Ces annonces du Premier ministre peuvent aussi être interprétées comme le tracé d'une ligne rouge que ne pourrait franchir l’Autorité de la concurrence. Car, dans le projet d’avis sectoriel sur la distribution du médicament en ville que « Le Quotidien du pharmacien » a pu consulter, l’Autorité de la concurrence prône, comme le Premier ministre, « une mutualisation des moyens des pharmacies en ligne ». Mais l'autorité administrative va plus loin en considérant que « le développement de plateformes telles que 1001 pharmacies, Doctipharma ou Pharmarket permettrait de faire face à plusieurs difficultés tenant au manque de rentabilité du site Internet, aux difficultés de se démarquer et à la présence d’acteurs bien implantés ».
De même, en s'abstenant d'évoquer les thèmes du monopole pharmaceutique et de l’ouverture du capital des officines, le Premier ministre a émis – en creux — un autre message qui n'est pas passé inaperçu dans la profession. Ce silence marqué peut être interprété comme une fin de non-recevoir, alors que le projet de texte du rapport de l’Autorité de la concurrence se prononce, lui, de manière très explicite, en faveur de ces deux libéralisations.

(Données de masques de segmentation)
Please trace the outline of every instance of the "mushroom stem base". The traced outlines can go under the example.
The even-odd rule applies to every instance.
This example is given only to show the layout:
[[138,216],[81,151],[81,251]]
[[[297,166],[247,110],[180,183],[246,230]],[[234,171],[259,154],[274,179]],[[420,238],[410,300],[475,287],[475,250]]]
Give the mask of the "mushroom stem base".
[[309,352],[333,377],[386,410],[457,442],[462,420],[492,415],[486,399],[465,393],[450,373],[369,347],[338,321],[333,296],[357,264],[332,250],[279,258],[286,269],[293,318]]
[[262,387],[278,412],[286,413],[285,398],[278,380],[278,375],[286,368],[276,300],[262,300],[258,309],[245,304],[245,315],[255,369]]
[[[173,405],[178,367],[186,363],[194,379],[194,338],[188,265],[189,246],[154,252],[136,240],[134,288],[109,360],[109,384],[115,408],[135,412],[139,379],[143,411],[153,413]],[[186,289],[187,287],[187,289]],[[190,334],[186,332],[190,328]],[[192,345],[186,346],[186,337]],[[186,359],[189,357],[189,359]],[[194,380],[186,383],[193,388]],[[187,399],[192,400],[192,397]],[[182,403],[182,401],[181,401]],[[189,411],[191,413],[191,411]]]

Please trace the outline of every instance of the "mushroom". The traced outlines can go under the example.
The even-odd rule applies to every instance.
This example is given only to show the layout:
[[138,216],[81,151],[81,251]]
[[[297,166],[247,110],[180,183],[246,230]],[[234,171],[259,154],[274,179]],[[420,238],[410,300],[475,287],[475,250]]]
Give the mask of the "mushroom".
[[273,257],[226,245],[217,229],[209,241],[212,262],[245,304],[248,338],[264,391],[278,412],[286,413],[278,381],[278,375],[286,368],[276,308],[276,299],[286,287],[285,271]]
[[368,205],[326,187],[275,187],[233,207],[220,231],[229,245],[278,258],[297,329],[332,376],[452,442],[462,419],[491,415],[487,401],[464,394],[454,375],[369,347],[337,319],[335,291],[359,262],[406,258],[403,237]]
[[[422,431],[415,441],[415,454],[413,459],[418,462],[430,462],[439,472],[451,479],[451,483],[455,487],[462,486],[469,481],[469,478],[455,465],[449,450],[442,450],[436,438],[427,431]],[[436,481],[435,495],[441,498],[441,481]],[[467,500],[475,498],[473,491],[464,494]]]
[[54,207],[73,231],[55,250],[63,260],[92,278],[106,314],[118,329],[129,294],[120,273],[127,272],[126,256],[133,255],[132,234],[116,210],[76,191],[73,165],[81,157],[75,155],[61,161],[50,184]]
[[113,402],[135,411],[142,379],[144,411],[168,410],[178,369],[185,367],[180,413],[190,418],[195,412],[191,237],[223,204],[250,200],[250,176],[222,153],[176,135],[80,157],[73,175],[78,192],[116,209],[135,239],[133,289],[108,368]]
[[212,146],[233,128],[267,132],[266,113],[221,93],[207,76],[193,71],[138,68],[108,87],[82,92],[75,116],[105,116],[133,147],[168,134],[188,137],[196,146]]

### CONSIGNE 1
Pour chaque affirmation (a), (b) et (c), indiquez si elle concorde avec l'extrait sur les pharmacies en répondant oui ou non, puis citez mot pour mot les termes de l'extrait qui tranchent. (a) L'Autorité de la concurrence préconise, comme le Premier ministre, une mutualisation des moyens des pharmacies en ligne. (b) Le Premier ministre s'est déclaré favorable à l'ouverture du capital des officines. (c) Le projet de rapport de l'Autorité de la concurrence soutient clairement les deux libéralisations évoquées.
### CONSIGNE 2
Reprenez, s'il vous plaît, l'extrait sur les pharmacies à la suite de sa dernière phrase.
Les lignes n'ont aucun lien avec l'extrait sur les pharmacies.

### RÉPONSE FINALE 1
(a) Oui : « l’Autorité de la concurrence prône, comme le Premier ministre, « une mutualisation des moyens des pharmacies en ligne » ».
(b) Non : « en s'abstenant d'évoquer les thèmes du monopole pharmaceutique et de l’ouverture du capital des officines ».
(c) Oui : « se prononce, lui, de manière très explicite, en faveur de ces deux libéralisations ».

### RÉPONSE FINALE 2
Paradoxes
S’il se dit soulagé d’avoir au moins échappé à une annonce de Matignon sur l’ouverture du capital, Gilles Bonnefond, président de l’Union des syndicats de pharmaciens d’officine (USPO), n’en souligne pas moins les dérives contenues dans les deux assouplissements prévus par le Premier ministre. Car, selon lui, la possibilité pour les pharmaciens en ligne de se regrouper et d’utiliser des entrepôts déportés comporte le risque d'ouvrir la porte à d'autres acteurs comme Amazon. « Un paradoxe à l’heure où le gouvernement se bat sur un autre front, celui des impôts, contre le géant du Web », relève avec un peu d'ironie le président de l’USPO. Il se dit intraitable : « Si c’est pour inventer un Amazon de la pharmacie, il ne faudra pas compter sur moi. Ma position est claire, il faudra toujours un pharmacien à la réception, à la sortie et à l’expédition du médicament, dans une pharmacie, et sur l'ensemble du territoire. »
Gilles Bonnefond soulève une autre contradiction dans le discours du Premier ministre : le combat du gouvernement contre le prix d'un médicament « dont on sait qu’il est l’un des plus bas d’Europe et qu’il a encore baissé l’année dernière ».
Distorsion de concurrence
Également réservés, mais pour d'autres raisons, les acteurs de la pharmacie en ligne ne sont pas plus enthousiastes. Pour Constance Coquerel, jeune adjointe, affectée à la pharmacie en ligne LaSanté.net de Villeneuve-d’Ascq (Nord), le Premier ministre se trompe de combat. Par pure coïncidence, à l’heure même du discours d’Édouard Philippe, elle avait mis en ligne la vidéo « Allez-vous laisser mourir les pharmacies en ligne françaises ? », interpellant Agnès Buzyn, ministre de la Santé, et Mounir Mahjoubi, secrétaire d’État chargé du numérique.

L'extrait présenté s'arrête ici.